YOUR OBJECTIVE >> Rewrite the entries below as a numbered list, from their first line through the line containing "796 152 L 774", and leave out any blank lines.

RECORDS SUPPLIED >>
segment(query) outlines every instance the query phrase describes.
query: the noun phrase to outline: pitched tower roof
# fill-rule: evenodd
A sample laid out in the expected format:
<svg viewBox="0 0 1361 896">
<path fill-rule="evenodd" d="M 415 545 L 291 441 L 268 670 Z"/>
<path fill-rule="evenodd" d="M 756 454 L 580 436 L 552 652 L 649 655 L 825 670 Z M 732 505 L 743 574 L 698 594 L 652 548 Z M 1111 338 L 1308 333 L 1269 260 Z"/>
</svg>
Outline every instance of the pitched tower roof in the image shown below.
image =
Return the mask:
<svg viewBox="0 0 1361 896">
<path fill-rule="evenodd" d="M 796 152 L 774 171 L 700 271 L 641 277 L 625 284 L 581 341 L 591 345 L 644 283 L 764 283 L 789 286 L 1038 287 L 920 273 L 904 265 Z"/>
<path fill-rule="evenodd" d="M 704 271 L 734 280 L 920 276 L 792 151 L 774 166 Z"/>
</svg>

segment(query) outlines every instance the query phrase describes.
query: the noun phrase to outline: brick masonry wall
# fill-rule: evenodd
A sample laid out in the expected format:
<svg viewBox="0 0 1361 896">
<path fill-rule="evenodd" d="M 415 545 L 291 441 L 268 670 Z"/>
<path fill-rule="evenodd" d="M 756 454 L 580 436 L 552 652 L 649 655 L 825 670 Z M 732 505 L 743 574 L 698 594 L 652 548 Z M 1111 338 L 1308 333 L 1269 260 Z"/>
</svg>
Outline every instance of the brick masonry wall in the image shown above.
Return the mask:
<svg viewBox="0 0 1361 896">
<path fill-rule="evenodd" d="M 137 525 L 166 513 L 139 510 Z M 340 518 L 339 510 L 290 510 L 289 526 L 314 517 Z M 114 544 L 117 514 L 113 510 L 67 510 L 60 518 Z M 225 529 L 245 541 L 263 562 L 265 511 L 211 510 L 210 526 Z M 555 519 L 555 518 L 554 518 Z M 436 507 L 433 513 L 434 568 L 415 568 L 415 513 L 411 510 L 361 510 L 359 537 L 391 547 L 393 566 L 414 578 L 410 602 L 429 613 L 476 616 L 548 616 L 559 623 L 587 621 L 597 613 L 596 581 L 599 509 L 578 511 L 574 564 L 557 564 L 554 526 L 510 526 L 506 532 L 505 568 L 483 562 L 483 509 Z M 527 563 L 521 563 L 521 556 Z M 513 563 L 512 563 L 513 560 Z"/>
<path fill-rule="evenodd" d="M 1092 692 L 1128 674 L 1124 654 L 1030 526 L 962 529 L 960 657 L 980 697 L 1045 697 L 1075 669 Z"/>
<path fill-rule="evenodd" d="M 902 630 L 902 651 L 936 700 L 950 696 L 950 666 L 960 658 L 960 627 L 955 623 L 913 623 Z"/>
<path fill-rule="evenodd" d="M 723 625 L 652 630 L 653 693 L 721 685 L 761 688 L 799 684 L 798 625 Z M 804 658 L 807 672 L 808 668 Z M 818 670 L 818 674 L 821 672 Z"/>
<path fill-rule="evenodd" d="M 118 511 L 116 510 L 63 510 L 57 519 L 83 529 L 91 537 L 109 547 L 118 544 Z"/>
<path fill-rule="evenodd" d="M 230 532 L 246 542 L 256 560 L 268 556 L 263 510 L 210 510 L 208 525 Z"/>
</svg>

SOLUTION FOR THIS TASK >>
1. segment(query) outlines every instance the query phrase describes.
2. query: the noun phrase to outline: pitched tower roof
3. # fill-rule: evenodd
4. A sample laid out in the expected format:
5. <svg viewBox="0 0 1361 896">
6. <path fill-rule="evenodd" d="M 415 545 L 291 441 L 268 670 Z"/>
7. <path fill-rule="evenodd" d="M 756 454 L 580 436 L 552 652 L 649 655 L 825 670 Z M 732 505 L 743 574 L 698 594 L 652 548 Z M 1111 338 L 1308 333 L 1269 260 Z"/>
8. </svg>
9. Outline every instance of the pitched tower roof in the image shown below.
10. image =
11. Return the mask:
12. <svg viewBox="0 0 1361 896">
13. <path fill-rule="evenodd" d="M 796 152 L 774 171 L 700 271 L 641 277 L 625 284 L 581 341 L 591 345 L 644 283 L 764 283 L 789 286 L 1038 287 L 920 273 L 904 265 Z"/>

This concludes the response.